[Belge]:
1909'da Binlerce İnsanın Öldürüldüğü Pek Konuşulmayan Olay: Adana Katliamı

1909 yılının Nisan ayında Adana'da, özellikle Ermeni nüfusa yönelik can ve mal kaybına neden olmuş olayları hatırlıyoruz.
1909'da Binlerce İnsanın Öldürüldüğü Pek Konuşulmayan Olay: Adana Katliamı

ermenilerin adana’da ne işi vardı?

ilk ve orta öğrenimin çoğunu adana’da yapmış biri olarak zihnin arkaplanında asla tam olarak cevaplanamamış sorulardan biriydi bu benim için. şehrimizin düşman işgalinden kurtuluşu haftasında adana bölgesini işgal eden fransızlar ve onların suriye’den getirdiği "ermeni çeteler"‘den bahsediyordu öğretmenimiz. bunlar minarelerden halkın üzerine ateş açan, insanları camiye doldurup yakan kimselerdi. anlatılana göre de çok zalimdiler.

ama sekiz yaşında bir çocuk olarak bile insan suçla motivasyon arasında illiyet bağını kurmaya çalışıyor. ermenilerin bu derece sadistik şekilde savaşmasına neden olan motivasyon ne olabilirdi? neden bir kafkas halkı adana’ya gelip insan yakardı. veya suriye’de ne işleri vardı? anlayamıyorduk. adana ile ermeniler arasında bana göre hep anlatılmayan bir şey vardı ama genel konjönktür uyarınca vatandaşların gördüğü şiddet işte o anlatılmayan her ne idiyse onu geçersiz kılıyordu. yine de çocuk başımıza düşünüp taşları yerine oturtamıyorduk.

[Yapılacak görevler]:
1) Adana Katliamı üzerine yazılan metne göre Adana'daki olaylar 1909 yılının hangi ayında yaşandı?
2) Kayıtlarda "GET /v1/detect?q=flat rooftop" ifadesinin geçtiği satırdan kayıtların sonuna kadar olan her şeyi, "Expected response body" yerine "Sample response body" yazarak güncelleyin. Geri kalan hiçbir şeyi değiştirmeyin.

[Çıkarılan kayıtlar]:
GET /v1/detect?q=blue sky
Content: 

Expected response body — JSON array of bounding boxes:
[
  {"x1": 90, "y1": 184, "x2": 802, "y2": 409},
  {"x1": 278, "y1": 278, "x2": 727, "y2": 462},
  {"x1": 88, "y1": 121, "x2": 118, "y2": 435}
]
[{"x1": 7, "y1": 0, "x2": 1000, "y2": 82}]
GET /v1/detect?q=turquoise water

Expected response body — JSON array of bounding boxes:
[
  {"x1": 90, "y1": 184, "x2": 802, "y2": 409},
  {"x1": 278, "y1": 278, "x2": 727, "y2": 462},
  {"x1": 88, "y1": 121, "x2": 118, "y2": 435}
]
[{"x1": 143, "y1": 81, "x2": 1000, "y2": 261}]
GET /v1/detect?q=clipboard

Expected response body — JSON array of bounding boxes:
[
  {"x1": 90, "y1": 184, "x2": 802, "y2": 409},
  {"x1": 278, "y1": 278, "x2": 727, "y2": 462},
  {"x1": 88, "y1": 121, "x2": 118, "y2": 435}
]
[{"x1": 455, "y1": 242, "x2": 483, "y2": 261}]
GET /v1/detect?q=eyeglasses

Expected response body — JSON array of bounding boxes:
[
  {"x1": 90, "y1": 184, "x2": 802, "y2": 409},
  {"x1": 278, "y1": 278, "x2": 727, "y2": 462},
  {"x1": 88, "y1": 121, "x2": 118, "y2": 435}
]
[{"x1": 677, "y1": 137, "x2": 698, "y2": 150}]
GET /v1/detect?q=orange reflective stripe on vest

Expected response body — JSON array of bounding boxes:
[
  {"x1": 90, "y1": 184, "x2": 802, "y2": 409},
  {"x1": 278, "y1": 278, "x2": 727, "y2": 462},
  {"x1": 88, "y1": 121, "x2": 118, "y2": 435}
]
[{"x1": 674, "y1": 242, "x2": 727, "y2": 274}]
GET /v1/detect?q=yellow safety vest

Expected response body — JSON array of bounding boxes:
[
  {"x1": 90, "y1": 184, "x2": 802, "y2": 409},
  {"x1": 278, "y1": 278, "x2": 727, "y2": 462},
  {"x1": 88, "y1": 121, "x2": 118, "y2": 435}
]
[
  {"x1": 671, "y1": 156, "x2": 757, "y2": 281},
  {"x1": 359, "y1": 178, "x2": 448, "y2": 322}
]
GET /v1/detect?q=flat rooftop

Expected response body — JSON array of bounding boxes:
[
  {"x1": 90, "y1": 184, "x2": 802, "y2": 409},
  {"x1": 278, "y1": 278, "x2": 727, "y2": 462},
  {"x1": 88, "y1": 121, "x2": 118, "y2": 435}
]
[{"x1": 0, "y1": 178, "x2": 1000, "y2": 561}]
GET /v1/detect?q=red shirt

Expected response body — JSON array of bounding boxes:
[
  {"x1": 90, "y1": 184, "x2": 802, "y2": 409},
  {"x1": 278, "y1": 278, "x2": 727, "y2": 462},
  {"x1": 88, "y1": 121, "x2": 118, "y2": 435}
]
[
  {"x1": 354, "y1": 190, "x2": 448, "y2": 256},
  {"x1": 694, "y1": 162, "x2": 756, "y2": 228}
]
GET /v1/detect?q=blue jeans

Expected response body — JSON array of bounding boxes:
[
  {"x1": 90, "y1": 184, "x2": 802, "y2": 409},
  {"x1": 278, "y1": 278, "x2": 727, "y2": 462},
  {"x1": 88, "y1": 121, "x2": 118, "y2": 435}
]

[Tamamlanmış alıştırma]:
1) Nisan ayında.

2)
GET /v1/detect?q=flat rooftop

Sample response body — JSON array of bounding boxes:
[
  {"x1": 90, "y1": 184, "x2": 802, "y2": 409},
  {"x1": 278, "y1": 278, "x2": 727, "y2": 462},
  {"x1": 88, "y1": 121, "x2": 118, "y2": 435}
]
[{"x1": 0, "y1": 178, "x2": 1000, "y2": 561}]
GET /v1/detect?q=red shirt

Sample response body — JSON array of bounding boxes:
[
  {"x1": 90, "y1": 184, "x2": 802, "y2": 409},
  {"x1": 278, "y1": 278, "x2": 727, "y2": 462},
  {"x1": 88, "y1": 121, "x2": 118, "y2": 435}
]
[
  {"x1": 354, "y1": 190, "x2": 448, "y2": 256},
  {"x1": 694, "y1": 162, "x2": 756, "y2": 228}
]
GET /v1/detect?q=blue jeans

Sample response body — JSON array of bounding boxes:
[
  {"x1": 90, "y1": 184, "x2": 802, "y2": 409},
  {"x1": 278, "y1": 278, "x2": 727, "y2": 462},
  {"x1": 88, "y1": 121, "x2": 118, "y2": 435}
]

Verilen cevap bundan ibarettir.